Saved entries
Segment Open

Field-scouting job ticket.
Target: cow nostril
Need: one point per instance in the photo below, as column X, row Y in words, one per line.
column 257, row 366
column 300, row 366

Segment Closed

Work task: Each record above should be given again exactly as it appears.

Reply:
Field-scouting job ticket.
Target: cow nostril
Need: one point per instance in the photo below, as column X, row Y in words, one per line.
column 257, row 366
column 300, row 366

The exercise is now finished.